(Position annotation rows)

%%

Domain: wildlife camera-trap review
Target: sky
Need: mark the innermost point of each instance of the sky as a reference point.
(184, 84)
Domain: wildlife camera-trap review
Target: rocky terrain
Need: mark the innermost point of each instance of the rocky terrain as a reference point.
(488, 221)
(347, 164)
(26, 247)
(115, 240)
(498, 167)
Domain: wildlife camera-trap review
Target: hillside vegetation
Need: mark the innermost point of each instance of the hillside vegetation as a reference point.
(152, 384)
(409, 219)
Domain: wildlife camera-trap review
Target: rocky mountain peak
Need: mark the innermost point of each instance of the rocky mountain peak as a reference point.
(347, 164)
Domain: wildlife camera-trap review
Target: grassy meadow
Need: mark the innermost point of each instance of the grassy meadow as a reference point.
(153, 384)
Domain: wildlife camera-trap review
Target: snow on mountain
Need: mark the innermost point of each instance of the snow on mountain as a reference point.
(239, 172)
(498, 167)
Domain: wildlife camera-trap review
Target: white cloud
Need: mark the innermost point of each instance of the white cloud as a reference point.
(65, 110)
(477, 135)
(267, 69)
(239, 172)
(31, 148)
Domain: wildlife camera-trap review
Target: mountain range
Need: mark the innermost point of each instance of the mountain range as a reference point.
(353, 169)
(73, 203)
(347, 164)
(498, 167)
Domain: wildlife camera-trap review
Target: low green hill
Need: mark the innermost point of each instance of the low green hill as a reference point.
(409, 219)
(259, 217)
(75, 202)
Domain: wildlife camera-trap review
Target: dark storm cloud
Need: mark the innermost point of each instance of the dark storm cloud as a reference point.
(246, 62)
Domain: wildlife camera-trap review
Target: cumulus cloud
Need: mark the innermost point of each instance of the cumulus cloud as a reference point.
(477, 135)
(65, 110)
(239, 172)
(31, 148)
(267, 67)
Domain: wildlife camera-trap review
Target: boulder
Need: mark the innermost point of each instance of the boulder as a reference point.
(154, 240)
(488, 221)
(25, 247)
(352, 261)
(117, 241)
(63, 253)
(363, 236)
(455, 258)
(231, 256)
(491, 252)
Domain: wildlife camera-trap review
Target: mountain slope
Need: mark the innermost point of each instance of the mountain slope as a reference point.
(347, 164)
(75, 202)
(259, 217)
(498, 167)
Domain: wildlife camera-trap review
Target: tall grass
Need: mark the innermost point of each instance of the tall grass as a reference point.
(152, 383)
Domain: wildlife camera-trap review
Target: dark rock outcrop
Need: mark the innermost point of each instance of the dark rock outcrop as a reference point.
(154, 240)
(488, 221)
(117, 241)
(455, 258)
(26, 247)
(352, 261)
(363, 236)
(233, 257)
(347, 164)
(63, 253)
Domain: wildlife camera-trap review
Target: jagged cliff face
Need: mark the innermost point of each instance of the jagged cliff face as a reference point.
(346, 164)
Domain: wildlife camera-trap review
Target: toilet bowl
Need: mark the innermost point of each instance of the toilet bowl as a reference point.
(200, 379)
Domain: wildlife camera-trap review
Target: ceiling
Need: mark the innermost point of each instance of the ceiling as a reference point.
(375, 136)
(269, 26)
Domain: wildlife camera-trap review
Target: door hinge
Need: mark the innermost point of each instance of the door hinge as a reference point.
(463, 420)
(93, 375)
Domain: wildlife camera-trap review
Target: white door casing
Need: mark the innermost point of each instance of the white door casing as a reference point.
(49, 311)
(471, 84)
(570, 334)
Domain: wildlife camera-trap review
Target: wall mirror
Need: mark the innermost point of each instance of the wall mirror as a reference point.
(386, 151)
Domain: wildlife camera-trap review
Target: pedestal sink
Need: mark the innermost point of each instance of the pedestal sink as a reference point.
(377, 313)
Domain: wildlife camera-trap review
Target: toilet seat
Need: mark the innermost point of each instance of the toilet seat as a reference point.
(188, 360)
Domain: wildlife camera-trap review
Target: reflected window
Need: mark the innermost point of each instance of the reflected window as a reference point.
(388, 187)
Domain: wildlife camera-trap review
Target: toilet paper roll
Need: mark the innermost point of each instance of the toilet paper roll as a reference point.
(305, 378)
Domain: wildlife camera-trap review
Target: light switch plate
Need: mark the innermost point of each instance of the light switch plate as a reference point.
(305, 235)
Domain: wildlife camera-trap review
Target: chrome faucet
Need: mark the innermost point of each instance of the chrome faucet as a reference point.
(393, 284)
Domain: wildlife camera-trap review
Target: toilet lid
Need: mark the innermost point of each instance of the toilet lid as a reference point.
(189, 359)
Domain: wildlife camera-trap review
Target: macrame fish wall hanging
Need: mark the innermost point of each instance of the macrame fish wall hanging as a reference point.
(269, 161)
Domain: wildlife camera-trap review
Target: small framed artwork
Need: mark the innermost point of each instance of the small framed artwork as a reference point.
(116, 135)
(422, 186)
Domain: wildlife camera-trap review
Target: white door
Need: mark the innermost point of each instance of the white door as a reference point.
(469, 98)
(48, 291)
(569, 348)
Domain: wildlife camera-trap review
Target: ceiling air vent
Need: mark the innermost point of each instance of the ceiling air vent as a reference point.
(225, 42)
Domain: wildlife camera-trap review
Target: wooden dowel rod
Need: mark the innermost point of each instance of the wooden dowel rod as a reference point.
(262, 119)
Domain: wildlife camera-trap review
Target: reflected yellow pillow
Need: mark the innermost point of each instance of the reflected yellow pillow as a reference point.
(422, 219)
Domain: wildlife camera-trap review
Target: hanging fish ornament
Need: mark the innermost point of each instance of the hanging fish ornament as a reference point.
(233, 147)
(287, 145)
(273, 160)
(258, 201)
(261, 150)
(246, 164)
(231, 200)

%%
%%

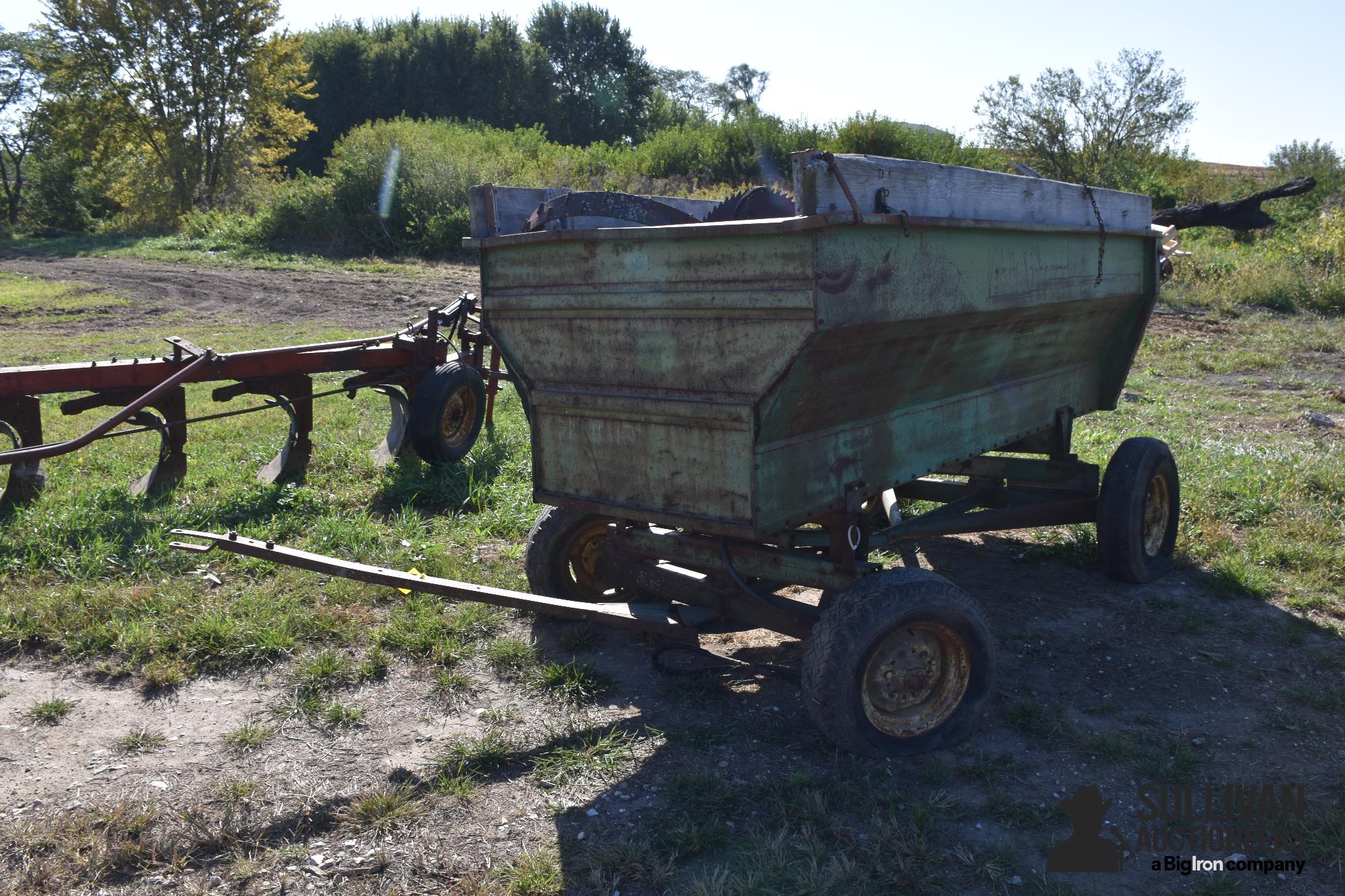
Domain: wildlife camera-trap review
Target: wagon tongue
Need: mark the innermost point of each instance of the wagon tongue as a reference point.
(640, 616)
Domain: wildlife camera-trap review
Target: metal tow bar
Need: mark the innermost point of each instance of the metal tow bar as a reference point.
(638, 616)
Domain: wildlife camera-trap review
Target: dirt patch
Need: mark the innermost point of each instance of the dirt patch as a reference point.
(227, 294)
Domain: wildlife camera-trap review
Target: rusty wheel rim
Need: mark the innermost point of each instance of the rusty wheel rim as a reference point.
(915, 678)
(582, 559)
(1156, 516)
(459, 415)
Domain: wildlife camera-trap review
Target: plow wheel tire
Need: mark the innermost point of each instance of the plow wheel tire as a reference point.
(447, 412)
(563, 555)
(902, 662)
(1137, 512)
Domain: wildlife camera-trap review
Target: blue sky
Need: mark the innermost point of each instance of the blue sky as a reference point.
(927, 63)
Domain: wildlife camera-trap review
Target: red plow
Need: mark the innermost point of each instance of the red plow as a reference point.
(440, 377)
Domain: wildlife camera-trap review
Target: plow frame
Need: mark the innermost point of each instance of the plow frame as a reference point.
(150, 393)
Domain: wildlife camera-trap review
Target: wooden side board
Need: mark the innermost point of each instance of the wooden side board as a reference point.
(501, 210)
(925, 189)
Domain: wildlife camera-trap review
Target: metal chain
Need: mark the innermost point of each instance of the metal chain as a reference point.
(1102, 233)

%%
%%

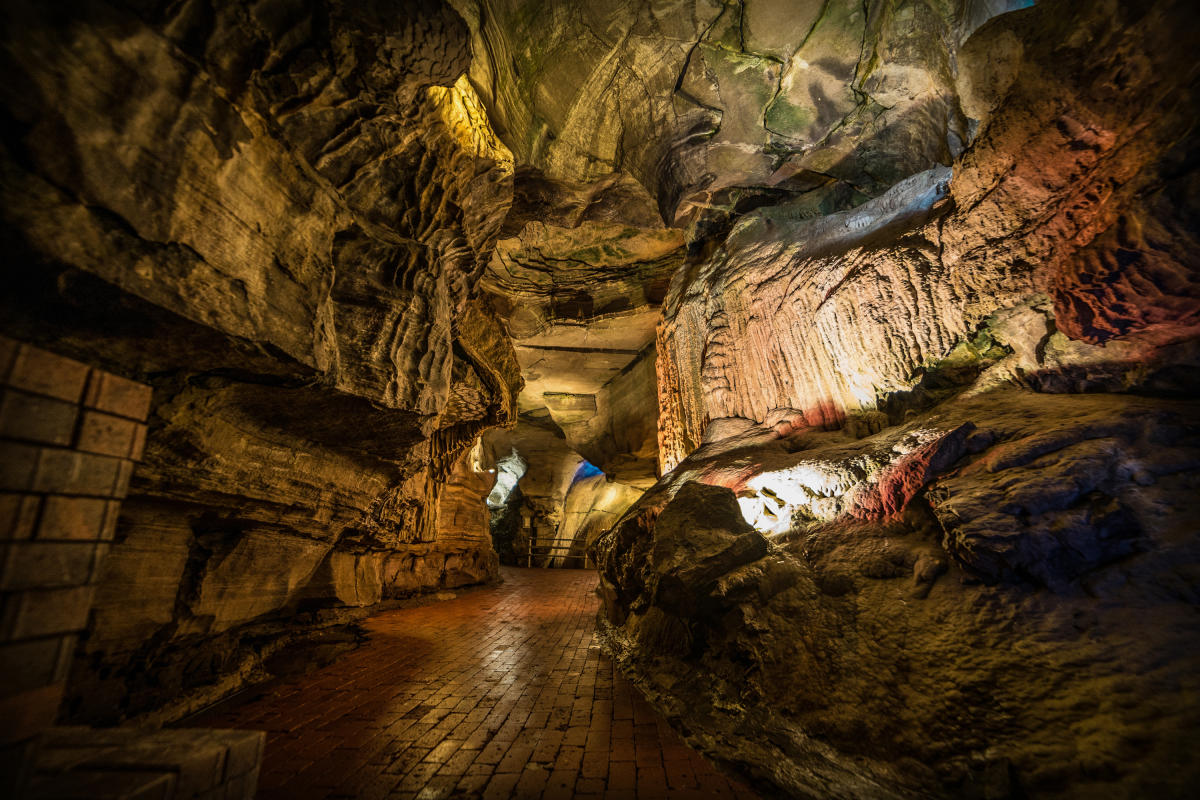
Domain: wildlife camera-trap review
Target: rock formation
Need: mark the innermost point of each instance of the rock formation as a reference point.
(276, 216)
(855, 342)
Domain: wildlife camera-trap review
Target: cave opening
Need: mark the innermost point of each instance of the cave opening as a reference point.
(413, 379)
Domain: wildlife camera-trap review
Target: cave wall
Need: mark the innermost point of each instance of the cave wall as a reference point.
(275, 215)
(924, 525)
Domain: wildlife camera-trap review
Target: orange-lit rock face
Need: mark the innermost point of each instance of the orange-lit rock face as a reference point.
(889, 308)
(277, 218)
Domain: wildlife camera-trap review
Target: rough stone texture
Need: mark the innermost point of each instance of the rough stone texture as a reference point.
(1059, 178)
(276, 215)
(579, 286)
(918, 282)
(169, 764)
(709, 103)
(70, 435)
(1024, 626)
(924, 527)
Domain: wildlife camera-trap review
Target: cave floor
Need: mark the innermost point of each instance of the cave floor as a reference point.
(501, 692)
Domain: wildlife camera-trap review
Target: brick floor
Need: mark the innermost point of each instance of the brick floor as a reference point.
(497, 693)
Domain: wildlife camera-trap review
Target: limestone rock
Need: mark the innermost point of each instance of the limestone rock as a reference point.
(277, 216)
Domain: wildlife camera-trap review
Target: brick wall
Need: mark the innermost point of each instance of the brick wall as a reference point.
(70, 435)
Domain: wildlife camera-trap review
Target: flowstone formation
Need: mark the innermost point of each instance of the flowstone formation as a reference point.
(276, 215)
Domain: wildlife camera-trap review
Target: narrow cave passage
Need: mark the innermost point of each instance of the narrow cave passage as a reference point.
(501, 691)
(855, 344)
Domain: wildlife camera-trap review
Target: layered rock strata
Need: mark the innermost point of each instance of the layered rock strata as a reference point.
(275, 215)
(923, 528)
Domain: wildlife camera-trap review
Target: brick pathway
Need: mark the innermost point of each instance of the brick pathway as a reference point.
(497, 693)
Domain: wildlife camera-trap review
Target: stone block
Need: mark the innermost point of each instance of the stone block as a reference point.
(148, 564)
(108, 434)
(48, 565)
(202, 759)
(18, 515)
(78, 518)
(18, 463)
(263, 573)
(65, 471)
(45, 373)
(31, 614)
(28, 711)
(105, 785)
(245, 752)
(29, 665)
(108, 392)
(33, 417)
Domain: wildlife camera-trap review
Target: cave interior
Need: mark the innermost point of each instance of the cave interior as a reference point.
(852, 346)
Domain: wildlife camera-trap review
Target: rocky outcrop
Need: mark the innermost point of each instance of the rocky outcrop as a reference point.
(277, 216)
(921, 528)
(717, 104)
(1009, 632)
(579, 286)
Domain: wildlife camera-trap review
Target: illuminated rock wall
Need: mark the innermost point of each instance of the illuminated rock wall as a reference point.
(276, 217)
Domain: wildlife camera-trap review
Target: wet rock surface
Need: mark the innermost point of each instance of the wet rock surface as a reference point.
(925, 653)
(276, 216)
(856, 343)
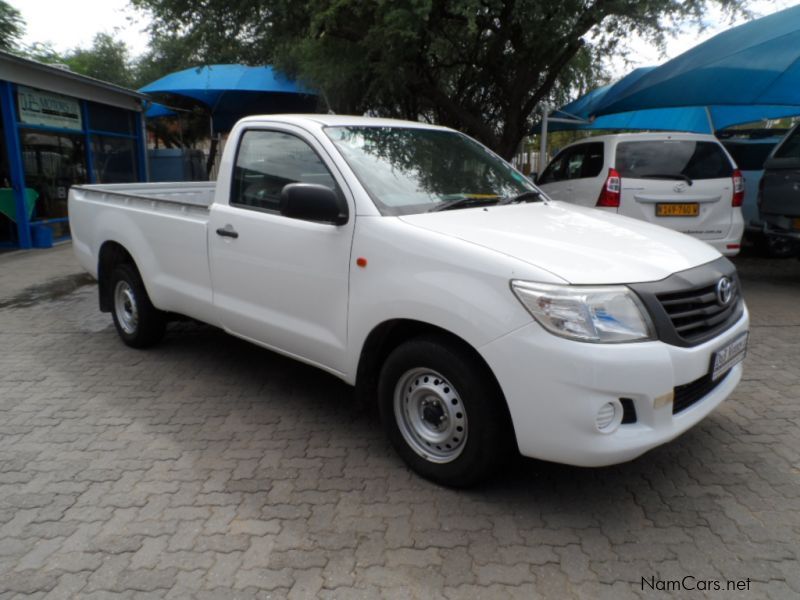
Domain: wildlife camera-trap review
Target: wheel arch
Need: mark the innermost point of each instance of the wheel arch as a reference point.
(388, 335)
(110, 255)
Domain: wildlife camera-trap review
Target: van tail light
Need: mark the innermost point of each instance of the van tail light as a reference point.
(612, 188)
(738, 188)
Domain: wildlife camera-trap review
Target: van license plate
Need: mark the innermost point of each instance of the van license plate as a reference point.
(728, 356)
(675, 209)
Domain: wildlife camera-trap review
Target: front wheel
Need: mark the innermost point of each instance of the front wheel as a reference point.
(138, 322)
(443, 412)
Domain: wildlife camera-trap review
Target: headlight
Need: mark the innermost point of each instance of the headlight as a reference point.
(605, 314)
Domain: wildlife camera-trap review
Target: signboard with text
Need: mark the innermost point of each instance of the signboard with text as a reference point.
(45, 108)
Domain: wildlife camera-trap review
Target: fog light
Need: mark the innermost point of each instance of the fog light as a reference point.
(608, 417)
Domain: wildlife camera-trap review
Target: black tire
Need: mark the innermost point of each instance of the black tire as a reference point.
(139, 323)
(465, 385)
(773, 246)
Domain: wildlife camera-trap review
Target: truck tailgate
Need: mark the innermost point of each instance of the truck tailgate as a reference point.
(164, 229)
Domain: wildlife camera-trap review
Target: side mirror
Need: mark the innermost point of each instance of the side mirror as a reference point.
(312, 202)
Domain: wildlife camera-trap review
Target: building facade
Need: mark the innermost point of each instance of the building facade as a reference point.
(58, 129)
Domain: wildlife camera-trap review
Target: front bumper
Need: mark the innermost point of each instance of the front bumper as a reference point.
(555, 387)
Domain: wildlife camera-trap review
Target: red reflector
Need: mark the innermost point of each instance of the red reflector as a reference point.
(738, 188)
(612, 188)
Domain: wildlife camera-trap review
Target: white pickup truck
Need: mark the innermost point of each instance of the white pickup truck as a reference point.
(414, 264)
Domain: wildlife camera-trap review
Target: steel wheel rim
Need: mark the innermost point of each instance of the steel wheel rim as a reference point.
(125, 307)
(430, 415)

%%

** Goal **
Which lines in the rows above contain the string "cliff", with uppercase and lowercase letters treated as different? Pick out each of those lines in full.

** Reply **
Target: jagged cliff face
Need: mark the innermost point of each instance of the jagged cliff face as a reference point.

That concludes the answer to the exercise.